Begin Dataset excerpts

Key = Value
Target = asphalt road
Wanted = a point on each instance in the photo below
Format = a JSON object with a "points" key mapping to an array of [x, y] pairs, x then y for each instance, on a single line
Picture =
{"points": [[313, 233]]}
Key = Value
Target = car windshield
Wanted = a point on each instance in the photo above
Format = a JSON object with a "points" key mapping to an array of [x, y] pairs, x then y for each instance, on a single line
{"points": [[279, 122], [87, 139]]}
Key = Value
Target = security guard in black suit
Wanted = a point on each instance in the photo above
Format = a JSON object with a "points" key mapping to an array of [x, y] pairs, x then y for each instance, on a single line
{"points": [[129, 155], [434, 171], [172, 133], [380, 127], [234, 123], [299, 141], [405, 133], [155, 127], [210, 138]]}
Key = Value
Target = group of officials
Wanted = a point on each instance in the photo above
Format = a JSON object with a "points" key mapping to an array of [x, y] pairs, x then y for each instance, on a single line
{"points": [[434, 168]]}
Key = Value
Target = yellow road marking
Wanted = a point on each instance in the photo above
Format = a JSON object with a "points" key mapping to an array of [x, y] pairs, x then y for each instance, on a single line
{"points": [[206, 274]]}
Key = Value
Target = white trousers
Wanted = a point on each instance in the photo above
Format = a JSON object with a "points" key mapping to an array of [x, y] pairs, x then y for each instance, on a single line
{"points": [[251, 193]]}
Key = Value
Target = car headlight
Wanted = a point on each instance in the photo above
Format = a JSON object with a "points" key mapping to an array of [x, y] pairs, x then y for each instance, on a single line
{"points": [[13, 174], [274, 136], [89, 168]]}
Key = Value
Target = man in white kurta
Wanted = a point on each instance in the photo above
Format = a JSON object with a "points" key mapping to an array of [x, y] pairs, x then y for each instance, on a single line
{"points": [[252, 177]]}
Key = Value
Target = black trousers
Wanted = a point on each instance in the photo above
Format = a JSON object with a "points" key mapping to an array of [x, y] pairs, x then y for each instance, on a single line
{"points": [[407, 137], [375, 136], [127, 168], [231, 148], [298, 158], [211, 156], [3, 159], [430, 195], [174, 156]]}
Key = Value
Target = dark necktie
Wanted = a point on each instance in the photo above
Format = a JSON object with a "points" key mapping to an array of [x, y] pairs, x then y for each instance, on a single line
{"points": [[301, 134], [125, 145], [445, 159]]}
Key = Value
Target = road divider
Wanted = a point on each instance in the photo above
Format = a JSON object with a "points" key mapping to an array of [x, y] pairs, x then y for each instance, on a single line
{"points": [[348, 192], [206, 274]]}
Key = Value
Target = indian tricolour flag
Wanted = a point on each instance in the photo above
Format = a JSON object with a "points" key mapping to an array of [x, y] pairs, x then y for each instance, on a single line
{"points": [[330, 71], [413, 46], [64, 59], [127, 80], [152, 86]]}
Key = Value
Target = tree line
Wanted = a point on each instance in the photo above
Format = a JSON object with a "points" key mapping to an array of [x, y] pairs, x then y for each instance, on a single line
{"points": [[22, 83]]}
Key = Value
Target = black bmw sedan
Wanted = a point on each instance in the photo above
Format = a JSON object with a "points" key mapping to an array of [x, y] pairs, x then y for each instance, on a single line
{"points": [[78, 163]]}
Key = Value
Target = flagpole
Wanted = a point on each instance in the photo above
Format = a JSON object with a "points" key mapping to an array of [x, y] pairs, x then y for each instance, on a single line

End Dataset excerpts

Prompt >> Collect each line of the data items above that contains the string "trousers", and list those lines.

Task response >>
Target = white trousers
Target = black trousers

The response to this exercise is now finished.